> **Stored data entries**:
════
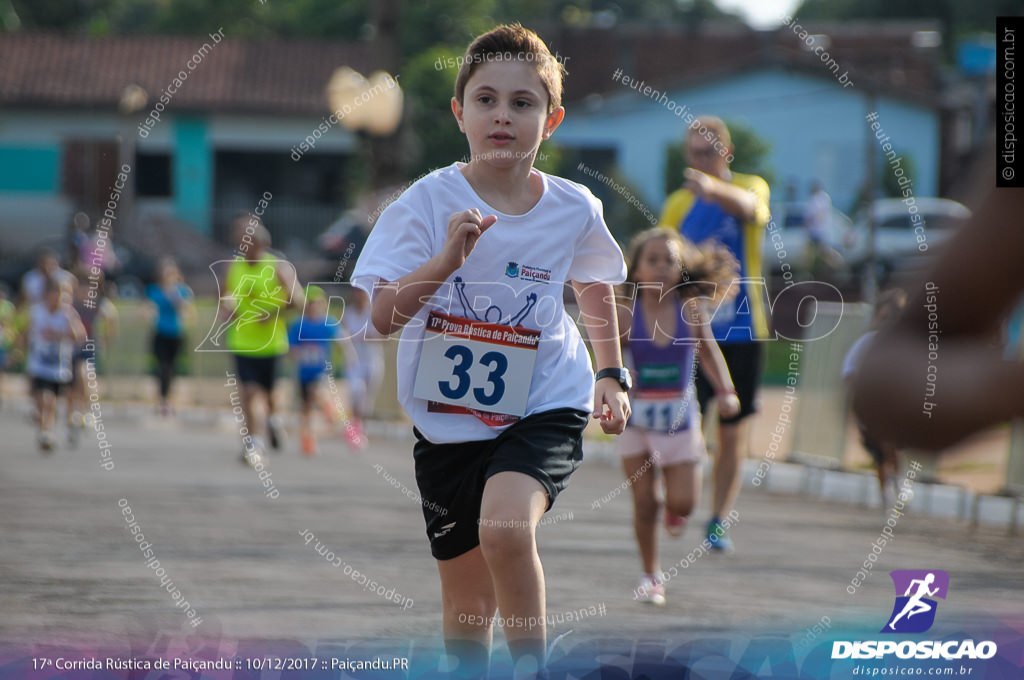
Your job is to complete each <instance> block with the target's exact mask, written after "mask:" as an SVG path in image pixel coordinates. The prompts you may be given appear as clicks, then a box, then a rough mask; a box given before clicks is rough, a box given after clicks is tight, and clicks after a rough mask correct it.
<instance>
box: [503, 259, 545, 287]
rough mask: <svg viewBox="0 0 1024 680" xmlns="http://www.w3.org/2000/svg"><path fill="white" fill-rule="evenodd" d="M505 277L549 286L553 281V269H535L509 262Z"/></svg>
mask: <svg viewBox="0 0 1024 680" xmlns="http://www.w3.org/2000/svg"><path fill="white" fill-rule="evenodd" d="M505 275H506V277H508V278H509V279H522V280H524V281H535V282H540V283H542V284H547V283H548V282H550V281H551V269H545V268H544V267H535V266H530V265H528V264H519V263H518V262H509V263H508V266H506V267H505Z"/></svg>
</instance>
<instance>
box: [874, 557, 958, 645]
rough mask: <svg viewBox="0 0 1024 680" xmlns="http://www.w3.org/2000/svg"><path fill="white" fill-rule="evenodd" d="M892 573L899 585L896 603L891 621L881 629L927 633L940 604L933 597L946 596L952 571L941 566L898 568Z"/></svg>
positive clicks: (891, 572) (890, 616) (931, 623)
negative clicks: (941, 569)
mask: <svg viewBox="0 0 1024 680" xmlns="http://www.w3.org/2000/svg"><path fill="white" fill-rule="evenodd" d="M889 576H890V577H891V578H892V580H893V584H894V585H895V587H896V603H895V604H894V605H893V612H892V613H891V614H890V615H889V622H888V623H887V624H886V625H885V627H883V629H882V630H881V631H879V632H880V633H924V632H925V631H927V630H928V629H930V628H931V627H932V624H934V623H935V611H936V609H937V608H938V606H939V604H938V602H936V601H935V600H934V599H932V598H933V597H941V598H942V599H945V598H946V593H947V592H948V591H949V575H948V573H946V572H945V571H943V570H941V569H898V570H896V571H890V572H889ZM900 593H902V595H900Z"/></svg>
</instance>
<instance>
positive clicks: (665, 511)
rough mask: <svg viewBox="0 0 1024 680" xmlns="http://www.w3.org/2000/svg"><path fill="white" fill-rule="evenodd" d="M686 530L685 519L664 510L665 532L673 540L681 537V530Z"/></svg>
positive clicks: (668, 511) (681, 515)
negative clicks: (664, 514) (670, 536)
mask: <svg viewBox="0 0 1024 680" xmlns="http://www.w3.org/2000/svg"><path fill="white" fill-rule="evenodd" d="M685 528H686V517H683V516H682V515H676V514H673V513H672V512H670V511H669V508H666V509H665V530H666V532H668V533H669V536H671V537H672V538H674V539H678V538H679V537H681V536H682V535H683V530H684V529H685Z"/></svg>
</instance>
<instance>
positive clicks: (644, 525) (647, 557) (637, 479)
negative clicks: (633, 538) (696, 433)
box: [623, 455, 662, 573]
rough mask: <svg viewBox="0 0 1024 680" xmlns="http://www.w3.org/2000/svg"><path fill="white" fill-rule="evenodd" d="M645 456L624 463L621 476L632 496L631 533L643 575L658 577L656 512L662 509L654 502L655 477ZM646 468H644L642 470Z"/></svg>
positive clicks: (657, 502)
mask: <svg viewBox="0 0 1024 680" xmlns="http://www.w3.org/2000/svg"><path fill="white" fill-rule="evenodd" d="M649 461H650V458H649V457H648V456H647V455H643V456H630V457H628V458H624V459H623V472H624V473H625V474H626V478H627V479H634V481H633V483H631V484H630V488H631V490H632V492H633V530H634V532H635V533H636V537H637V547H638V548H639V549H640V562H641V563H642V565H643V571H644V573H660V569H659V568H658V566H657V517H658V515H657V511H658V510H659V509H660V507H662V503H660V500H659V499H658V498H657V485H656V483H655V482H656V481H657V474H655V472H654V470H652V469H650V466H649V465H648V462H649ZM645 465H647V466H648V467H647V468H645V467H644V466H645Z"/></svg>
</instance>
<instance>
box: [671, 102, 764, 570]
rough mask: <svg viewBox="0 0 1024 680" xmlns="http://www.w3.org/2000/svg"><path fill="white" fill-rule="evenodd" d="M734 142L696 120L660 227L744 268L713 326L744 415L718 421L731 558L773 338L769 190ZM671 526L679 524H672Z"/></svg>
mask: <svg viewBox="0 0 1024 680" xmlns="http://www.w3.org/2000/svg"><path fill="white" fill-rule="evenodd" d="M732 152H733V146H732V139H731V137H730V136H729V130H728V128H727V127H726V126H725V123H723V122H722V120H721V119H720V118H716V117H714V116H702V117H700V118H697V119H695V120H694V121H693V122H692V123H691V124H690V127H689V129H688V131H687V135H686V151H685V153H686V161H687V164H688V165H689V167H688V168H687V169H686V171H685V176H686V182H685V183H684V184H683V187H682V188H680V189H678V190H676V192H674V193H673V194H672V195H671V196H669V198H668V200H666V203H665V207H664V208H663V210H662V218H660V224H662V226H664V227H666V228H670V229H675V230H678V231H679V232H680V233H681V235H682V236H683V237H685V238H687V239H689V240H690V241H692V242H694V243H701V242H705V241H708V240H714V241H717V242H719V243H721V244H722V245H724V246H725V247H726V248H728V249H729V250H730V251H731V252H732V254H733V255H734V256H735V257H736V259H737V260H738V261H739V275H740V280H738V281H736V282H735V283H734V286H736V287H737V294H736V295H735V296H734V297H732V298H731V299H728V300H726V301H725V302H723V303H722V304H721V305H720V306H719V308H718V309H717V310H716V311H715V315H714V316H713V317H712V322H711V327H712V331H713V332H714V334H715V339H716V340H717V341H718V343H719V346H720V347H721V349H722V354H723V355H724V356H725V360H726V364H727V365H728V367H729V374H730V375H731V376H732V381H733V383H734V384H735V386H736V394H737V396H738V397H739V403H740V410H739V413H738V414H737V415H735V416H733V417H731V418H721V417H720V418H719V451H718V454H717V456H716V459H715V474H714V479H715V482H714V494H713V500H712V519H711V521H710V522H709V524H708V540H709V542H710V543H711V545H712V547H713V548H715V549H717V550H720V551H724V552H728V551H731V550H732V542H731V541H730V540H729V538H728V536H726V533H725V527H724V526H723V525H722V523H721V521H720V518H721V517H724V516H725V515H726V514H727V513H728V512H729V509H730V508H731V507H732V504H733V503H734V502H735V499H736V496H737V494H738V493H739V469H740V464H741V462H742V459H743V458H745V457H746V453H748V451H749V449H750V419H749V418H748V417H749V416H751V415H753V414H755V413H757V409H758V406H757V400H758V387H759V383H760V380H761V368H762V365H763V363H764V345H763V344H762V343H763V342H764V341H765V340H767V339H768V322H767V314H766V312H765V306H766V305H765V303H766V300H765V299H764V295H763V291H764V290H765V289H764V287H763V286H760V285H757V284H756V283H754V282H756V281H757V280H762V279H763V273H762V270H761V248H762V245H763V242H764V233H765V225H767V224H768V217H769V215H768V194H769V192H768V184H767V182H765V180H764V179H762V178H761V177H758V176H757V175H744V174H740V173H738V172H732V171H731V170H729V163H730V162H731V161H732ZM696 387H697V398H698V399H699V401H700V410H701V412H705V411H706V410H707V407H708V403H709V401H711V399H712V397H713V396H715V391H714V388H713V387H712V386H711V383H709V382H708V380H707V379H706V378H705V377H703V376H702V375H701V374H699V373H698V374H697V377H696ZM666 520H667V522H669V523H672V518H671V517H667V518H666Z"/></svg>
════
> **Task statement**: The lines above from the one with "box: [503, 259, 545, 287]" through the one with "positive clicks: (668, 511) (681, 515)" are to be duplicated exactly, ends included, with nothing added.

> **Written solution**:
box: [503, 259, 545, 287]
rough mask: <svg viewBox="0 0 1024 680" xmlns="http://www.w3.org/2000/svg"><path fill="white" fill-rule="evenodd" d="M505 277L549 286L553 281V269H535L509 262Z"/></svg>
mask: <svg viewBox="0 0 1024 680" xmlns="http://www.w3.org/2000/svg"><path fill="white" fill-rule="evenodd" d="M505 275H506V277H508V278H509V279H522V280H524V281H535V282H540V283H542V284H547V283H548V282H550V281H551V269H545V268H544V267H535V266H530V265H528V264H519V263H518V262H509V263H508V266H506V267H505Z"/></svg>
</instance>
<instance>
box: [874, 557, 958, 645]
rough mask: <svg viewBox="0 0 1024 680" xmlns="http://www.w3.org/2000/svg"><path fill="white" fill-rule="evenodd" d="M892 573L899 585L896 603L891 621L881 629L927 633L940 604L933 597L946 596L952 571L941 566L898 568Z"/></svg>
positive clicks: (891, 572) (890, 616) (931, 623)
negative clicks: (941, 569)
mask: <svg viewBox="0 0 1024 680" xmlns="http://www.w3.org/2000/svg"><path fill="white" fill-rule="evenodd" d="M889 576H890V577H891V578H892V580H893V584H894V585H895V587H896V603H895V604H894V605H893V612H892V613H891V614H890V615H889V622H888V623H887V624H886V625H885V627H883V629H882V630H881V631H879V632H880V633H924V632H925V631H927V630H928V629H930V628H931V627H932V624H934V623H935V611H936V609H937V608H938V606H939V604H938V602H936V601H935V600H934V599H932V598H933V597H941V598H942V599H945V598H946V593H947V592H948V591H949V575H948V573H946V572H945V571H943V570H941V569H898V570H896V571H890V572H889ZM900 593H902V595H900Z"/></svg>
</instance>
<instance>
positive clicks: (665, 511)
rough mask: <svg viewBox="0 0 1024 680" xmlns="http://www.w3.org/2000/svg"><path fill="white" fill-rule="evenodd" d="M686 530L685 519L664 510L665 532L673 540L681 537V530Z"/></svg>
positive clicks: (668, 511) (681, 515)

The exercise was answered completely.